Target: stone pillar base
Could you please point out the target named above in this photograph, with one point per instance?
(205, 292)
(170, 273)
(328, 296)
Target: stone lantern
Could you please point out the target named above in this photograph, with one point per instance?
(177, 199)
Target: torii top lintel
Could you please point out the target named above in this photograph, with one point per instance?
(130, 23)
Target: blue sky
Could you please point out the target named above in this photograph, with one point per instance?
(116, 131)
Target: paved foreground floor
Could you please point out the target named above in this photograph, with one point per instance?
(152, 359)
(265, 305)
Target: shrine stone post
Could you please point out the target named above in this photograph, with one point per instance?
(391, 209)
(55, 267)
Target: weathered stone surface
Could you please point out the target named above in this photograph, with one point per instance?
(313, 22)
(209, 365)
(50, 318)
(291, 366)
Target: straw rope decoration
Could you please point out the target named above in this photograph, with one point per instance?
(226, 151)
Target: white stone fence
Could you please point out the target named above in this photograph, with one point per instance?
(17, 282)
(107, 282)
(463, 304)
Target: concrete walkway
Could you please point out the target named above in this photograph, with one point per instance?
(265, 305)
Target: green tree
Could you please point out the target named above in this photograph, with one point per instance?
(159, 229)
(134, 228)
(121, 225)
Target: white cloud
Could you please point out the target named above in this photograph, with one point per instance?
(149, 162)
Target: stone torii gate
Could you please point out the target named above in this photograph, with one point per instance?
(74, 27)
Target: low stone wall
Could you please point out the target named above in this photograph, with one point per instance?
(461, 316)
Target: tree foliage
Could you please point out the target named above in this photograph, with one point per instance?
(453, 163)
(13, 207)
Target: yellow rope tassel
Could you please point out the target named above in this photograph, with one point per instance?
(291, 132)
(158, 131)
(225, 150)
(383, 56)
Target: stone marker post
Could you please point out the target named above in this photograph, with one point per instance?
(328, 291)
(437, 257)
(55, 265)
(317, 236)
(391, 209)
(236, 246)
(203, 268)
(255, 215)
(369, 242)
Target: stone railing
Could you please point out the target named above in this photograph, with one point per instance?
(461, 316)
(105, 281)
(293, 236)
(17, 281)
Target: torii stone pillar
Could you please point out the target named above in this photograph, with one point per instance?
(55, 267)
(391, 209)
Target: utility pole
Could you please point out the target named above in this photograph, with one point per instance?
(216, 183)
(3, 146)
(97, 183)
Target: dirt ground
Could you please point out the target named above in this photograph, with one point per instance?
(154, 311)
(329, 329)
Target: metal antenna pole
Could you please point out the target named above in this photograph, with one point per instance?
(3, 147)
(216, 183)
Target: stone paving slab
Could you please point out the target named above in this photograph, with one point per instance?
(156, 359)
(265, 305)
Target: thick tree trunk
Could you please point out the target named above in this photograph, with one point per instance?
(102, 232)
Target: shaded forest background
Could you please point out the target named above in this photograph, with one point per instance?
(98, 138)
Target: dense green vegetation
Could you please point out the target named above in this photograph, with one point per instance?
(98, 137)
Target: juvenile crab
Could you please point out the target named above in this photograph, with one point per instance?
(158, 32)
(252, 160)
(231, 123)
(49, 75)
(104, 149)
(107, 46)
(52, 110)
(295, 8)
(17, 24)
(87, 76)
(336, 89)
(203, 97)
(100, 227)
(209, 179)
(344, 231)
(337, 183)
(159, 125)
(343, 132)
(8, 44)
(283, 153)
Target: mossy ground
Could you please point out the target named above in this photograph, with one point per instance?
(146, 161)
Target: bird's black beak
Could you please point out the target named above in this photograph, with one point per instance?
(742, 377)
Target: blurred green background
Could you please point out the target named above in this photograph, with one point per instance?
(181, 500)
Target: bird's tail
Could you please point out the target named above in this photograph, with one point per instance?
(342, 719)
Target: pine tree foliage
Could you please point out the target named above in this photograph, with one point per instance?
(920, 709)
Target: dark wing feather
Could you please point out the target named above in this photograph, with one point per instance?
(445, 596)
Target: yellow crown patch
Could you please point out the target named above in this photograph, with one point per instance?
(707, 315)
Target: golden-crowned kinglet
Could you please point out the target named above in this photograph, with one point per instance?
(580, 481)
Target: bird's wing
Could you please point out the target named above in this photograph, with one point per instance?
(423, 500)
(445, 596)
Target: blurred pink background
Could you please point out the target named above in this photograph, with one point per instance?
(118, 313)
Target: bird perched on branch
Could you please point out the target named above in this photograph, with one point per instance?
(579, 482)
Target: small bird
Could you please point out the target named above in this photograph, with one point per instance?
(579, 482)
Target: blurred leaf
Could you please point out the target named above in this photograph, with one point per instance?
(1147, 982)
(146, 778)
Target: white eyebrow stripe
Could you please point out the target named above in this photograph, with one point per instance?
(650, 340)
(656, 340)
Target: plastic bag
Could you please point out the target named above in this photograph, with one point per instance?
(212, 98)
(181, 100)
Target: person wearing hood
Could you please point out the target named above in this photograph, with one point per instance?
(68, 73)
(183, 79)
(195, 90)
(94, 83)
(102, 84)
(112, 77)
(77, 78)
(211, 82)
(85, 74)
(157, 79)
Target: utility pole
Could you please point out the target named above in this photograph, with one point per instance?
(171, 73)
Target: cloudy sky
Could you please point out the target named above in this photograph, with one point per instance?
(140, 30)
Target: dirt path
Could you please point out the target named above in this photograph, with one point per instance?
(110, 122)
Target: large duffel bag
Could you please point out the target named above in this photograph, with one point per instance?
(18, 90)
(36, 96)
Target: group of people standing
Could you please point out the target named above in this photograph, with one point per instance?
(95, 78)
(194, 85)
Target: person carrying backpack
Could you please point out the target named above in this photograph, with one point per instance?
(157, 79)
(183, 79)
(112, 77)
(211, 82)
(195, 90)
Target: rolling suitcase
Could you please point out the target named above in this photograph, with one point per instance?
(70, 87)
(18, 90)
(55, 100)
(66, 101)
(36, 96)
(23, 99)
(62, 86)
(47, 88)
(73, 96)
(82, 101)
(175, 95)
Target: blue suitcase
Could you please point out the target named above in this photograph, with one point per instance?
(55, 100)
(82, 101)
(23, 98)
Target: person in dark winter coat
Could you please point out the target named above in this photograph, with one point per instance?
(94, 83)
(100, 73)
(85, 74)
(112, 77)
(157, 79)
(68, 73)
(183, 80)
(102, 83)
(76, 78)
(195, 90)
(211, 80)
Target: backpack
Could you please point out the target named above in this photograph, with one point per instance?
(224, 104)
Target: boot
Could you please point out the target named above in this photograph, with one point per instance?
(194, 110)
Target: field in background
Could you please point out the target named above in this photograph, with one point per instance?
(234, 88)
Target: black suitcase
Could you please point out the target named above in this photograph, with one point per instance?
----------
Short task: Please set down all the data word for word.

Result below:
Target: stone pillar base
Could you please point out the target named above in this photograph, with one point per instance?
(205, 292)
(170, 273)
(328, 296)
Target: stone lantern
Could you please point out the target named above in this photograph, with one point per instance?
(177, 199)
Target: torii top lintel
Could you please point out the target named above in this photograph, with one point per instance?
(130, 23)
Target: blue sky
Could you please point out the target named above in this photograph, with one point per instance?
(116, 131)
Target: paved foreground floor
Could you please point out the target named above in this photograph, with one point per instance?
(152, 359)
(265, 305)
Target: shrine stone post
Could you please point out the target named above in this photograph, with one point per instance?
(391, 209)
(55, 267)
Target: weathered stone surface
Could you please point out the target named above in this photograph, with one point per instance?
(313, 22)
(209, 365)
(50, 318)
(291, 366)
Target: straw rope decoration
Could you please point out the target named above in this photograph, with one point per instance?
(226, 151)
Target: white stone fence
Could you please point out the target named above in this photograph, with one point per instance?
(17, 282)
(107, 282)
(463, 304)
Target: concrete walkway
Could you please point out the target named above in this photograph, with one point per instance?
(265, 305)
Target: green tree
Could you please point out the target named above in this photograph, with one point per instance?
(159, 229)
(134, 228)
(121, 225)
Target: white cloud
Could you please point out the target named above in this photograph, with one point per instance?
(149, 162)
Target: stone torii gate
Could you please point out the target named above in this photograph, with one point per instance?
(74, 27)
Target: low stone wall
Could you please point out the target named above in this photograph, with one point per instance?
(461, 316)
Target: tree foliage
Could you please point out the target named above in this photograph, with one point per instance?
(453, 163)
(13, 207)
Target: yellow rope tassel
Could you please point out the target named above in this photograph, with one point per instance?
(291, 132)
(158, 131)
(225, 150)
(383, 56)
Target: stone marker post
Could you please point out the target named above in this photograph, with one point per instance?
(328, 291)
(437, 257)
(55, 265)
(317, 236)
(391, 209)
(236, 246)
(203, 268)
(255, 215)
(369, 242)
Target: stone railing
Could you please point out the target named above in this photograph, with one point per instance?
(461, 316)
(105, 281)
(293, 236)
(17, 281)
Target: torii stone pillar
Could you please point out the target named above in this photograph, with one point per instance?
(55, 267)
(391, 209)
Target: utility pole
Could you please point out the target named above in this photograph, with one point per instance?
(216, 183)
(3, 146)
(97, 183)
Target: dirt ground
Could you please point out the target named above in this photograph, with one point per instance?
(154, 311)
(329, 329)
Target: metal antenna pole
Could you please point out the target named above in this photograph, with one point per instance?
(3, 147)
(216, 183)
Target: stone paving slab
Could you please point out the target named above in this photograph, with one point per instance?
(156, 359)
(265, 305)
Target: thick tree trunk
Could you please point out the target named above in this photograph, with one point per instance?
(102, 232)
Target: shaded forest background
Could you please point out the target named above in this photograph, with one point per instance?
(98, 138)
Target: dense green vegetation
Could you please point out the target named above in this photograph, with one point per instance?
(98, 137)
Target: juvenile crab
Could you please point out the target named above in this photograph, with one point per instance?
(158, 32)
(252, 160)
(231, 123)
(49, 75)
(104, 149)
(107, 46)
(52, 110)
(295, 8)
(17, 24)
(87, 76)
(336, 89)
(203, 97)
(100, 227)
(209, 179)
(344, 231)
(337, 183)
(159, 125)
(343, 132)
(8, 44)
(283, 153)
Target: mossy ground
Could you please point out the target named above in this photograph, with one point per instance?
(146, 161)
Target: bird's black beak
Could you please point out the target named above in this photograph, with one point per instance?
(742, 377)
Target: blurred green background
Could you please point out the target named above in this photograph, with one point per instance?
(181, 500)
Target: bird's tail
Could you please point out the target named above in this photograph, with one point per instance?
(342, 719)
Target: pine tree foliage
Could you please point out the target named above in this photograph, with one point per instance?
(920, 709)
Target: dark wing feather
Could you please point out the target named above in this photograph, with one point per instance?
(445, 596)
Target: yellow crown patch
Could you please point out the target named above in this photograph, with one point per instance?
(707, 315)
Target: golden-crowned kinglet
Could you please point out the target named above in this photograph, with one point per instance?
(580, 481)
Target: bird's wing
Could you please point out the target named above in this photograph, with one point per instance?
(423, 500)
(445, 596)
Target: blurred pink background
Could you please point out the target named above in this photograph, with one point per instance?
(118, 313)
Target: bird perched on branch
Could you please point out the target named above in this photograph, with one point per instance?
(579, 482)
Target: small bird
Could you please point out the target named above in this photograph, with one point per instance?
(579, 482)
Target: blurred leaf
Could you please point out the target named above in this photograph, with one point per instance?
(1147, 982)
(146, 778)
Target: white eyebrow stripe
Could you please point out the target named above in this photograph, with one point per instance?
(650, 340)
(656, 340)
Target: plastic bag
Could you please point out the target named above in this photograph, with one point per instance?
(212, 98)
(181, 100)
Target: person wearing hood
Could you please point out the target named above in this photograph, with one point per instance?
(68, 73)
(183, 79)
(195, 90)
(94, 83)
(102, 84)
(112, 77)
(77, 78)
(211, 82)
(85, 74)
(157, 79)
Target: utility pole
Could you please point out the target named above in this photograph, with one point per instance?
(171, 73)
Target: cloudy sky
Could you please point out the target named above in this photograph, with one point per instance?
(140, 30)
Target: dirt path
Could you please point out the target named above in this photograph, with one point per instance?
(110, 122)
Target: large duffel bag
Could you please point out the target named above in this photograph, with one point per instance?
(18, 90)
(36, 96)
Target: group of people standing
Could you please point out the target named above in this photograph, with one point per instance?
(95, 78)
(194, 85)
Target: person carrying backpack
Could you please point out the target named above in this photograph, with one point per instance?
(157, 79)
(183, 79)
(112, 77)
(211, 82)
(195, 90)
Target: rolling suitcase
Could you please point out the target named above in this photograph, with one point per instance?
(70, 87)
(18, 90)
(55, 100)
(66, 101)
(36, 96)
(23, 99)
(62, 86)
(47, 88)
(73, 96)
(82, 101)
(175, 95)
Target: blue suitcase
Could you please point out the target named above in this photograph, with one point per instance?
(55, 100)
(82, 101)
(23, 98)
Target: person in dark winter coat
Could you please point out the target named above in this photograph, with one point per instance?
(94, 83)
(100, 73)
(85, 74)
(112, 77)
(157, 79)
(68, 73)
(183, 80)
(102, 83)
(76, 78)
(195, 90)
(211, 80)
Target: backpack
Could you please point out the target named above in this photograph, with one point per instance?
(224, 104)
Target: boot
Could you please point out the target named above in this photograph, with one point per instance?
(194, 110)
Target: field in background
Could you please point out the target named above in this photograph, with one point per instance?
(234, 88)
Target: black suitcase
Could you please point out the target named above in this photograph, with one point per instance?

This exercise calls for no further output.